-- TO BE DONE --
Put every line of the records below into a Markdown table with the columns "Row" and "Line". Number the rows in order, skip blank lines, and leave the pictures out.

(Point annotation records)
>> begin

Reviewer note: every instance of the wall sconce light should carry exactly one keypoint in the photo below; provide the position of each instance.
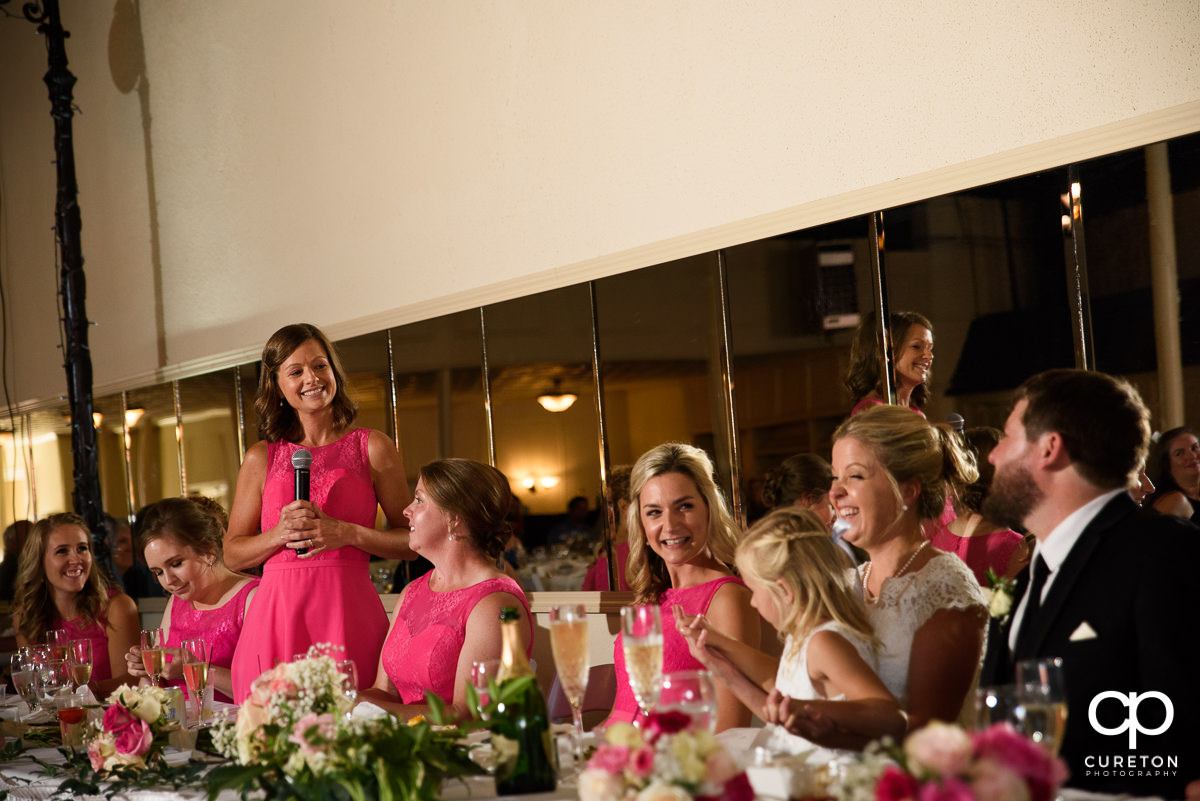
(546, 482)
(556, 399)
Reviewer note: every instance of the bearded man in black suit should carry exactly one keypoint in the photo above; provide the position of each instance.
(1116, 597)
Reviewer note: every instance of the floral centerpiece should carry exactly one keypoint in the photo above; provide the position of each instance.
(666, 760)
(943, 763)
(294, 738)
(132, 732)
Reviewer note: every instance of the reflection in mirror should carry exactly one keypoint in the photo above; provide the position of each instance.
(439, 392)
(154, 449)
(210, 435)
(539, 355)
(795, 302)
(660, 332)
(114, 485)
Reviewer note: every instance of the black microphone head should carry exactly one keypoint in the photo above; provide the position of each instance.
(301, 459)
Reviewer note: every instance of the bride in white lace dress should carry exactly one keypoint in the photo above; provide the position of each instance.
(891, 469)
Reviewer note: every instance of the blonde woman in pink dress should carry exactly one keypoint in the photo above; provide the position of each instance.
(181, 542)
(316, 583)
(449, 619)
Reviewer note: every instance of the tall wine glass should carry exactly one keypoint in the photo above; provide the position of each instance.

>> end

-- COMPLETED TASK --
| Row | Line |
|---|---|
| 1 | Reviewer note: every instance of the wall sconce light should carry exactly one keypoint in the photo below; provide the position of each instance. |
| 2 | (546, 482) |
| 3 | (556, 399) |
| 4 | Reviewer note: every instance of the bearded man in black suit should carry exactly one keypoint in the photo above; provide the position of each instance. |
| 5 | (1116, 597) |
| 6 | Reviewer note: every instance of the floral centerpiece should carry exactly one keypoint in the photo above; provide the position of each instance. |
| 7 | (666, 760) |
| 8 | (943, 763) |
| 9 | (294, 738) |
| 10 | (132, 732) |
| 11 | Reviewer note: every instance of the reflection in mirror should carry exactly one keypoint in the photo above; provide the position of each instance. |
| 12 | (439, 392) |
| 13 | (154, 449) |
| 14 | (210, 435) |
| 15 | (539, 355) |
| 16 | (795, 302) |
| 17 | (660, 332) |
| 18 | (114, 485) |
| 19 | Reviewer note: every instance of the black microphone head should carry exactly one keypoint in the photo above; provide the position of each instance. |
| 20 | (301, 459) |
| 21 | Reviewer note: every instance of the bride in white lace dress should carry exactly one keypoint in the photo above; provide the position of each instance. |
| 22 | (891, 469) |
| 23 | Reviewer note: every instance of the blonde woman in pink dress should carry exactly one keypoint in the photo above; provide the position of each instance. |
| 24 | (181, 542) |
| 25 | (316, 583) |
| 26 | (449, 619) |
| 27 | Reviewer note: every instance of the tall wine glass should carry exactly one keypoint in the photo above; provide the position of each instance. |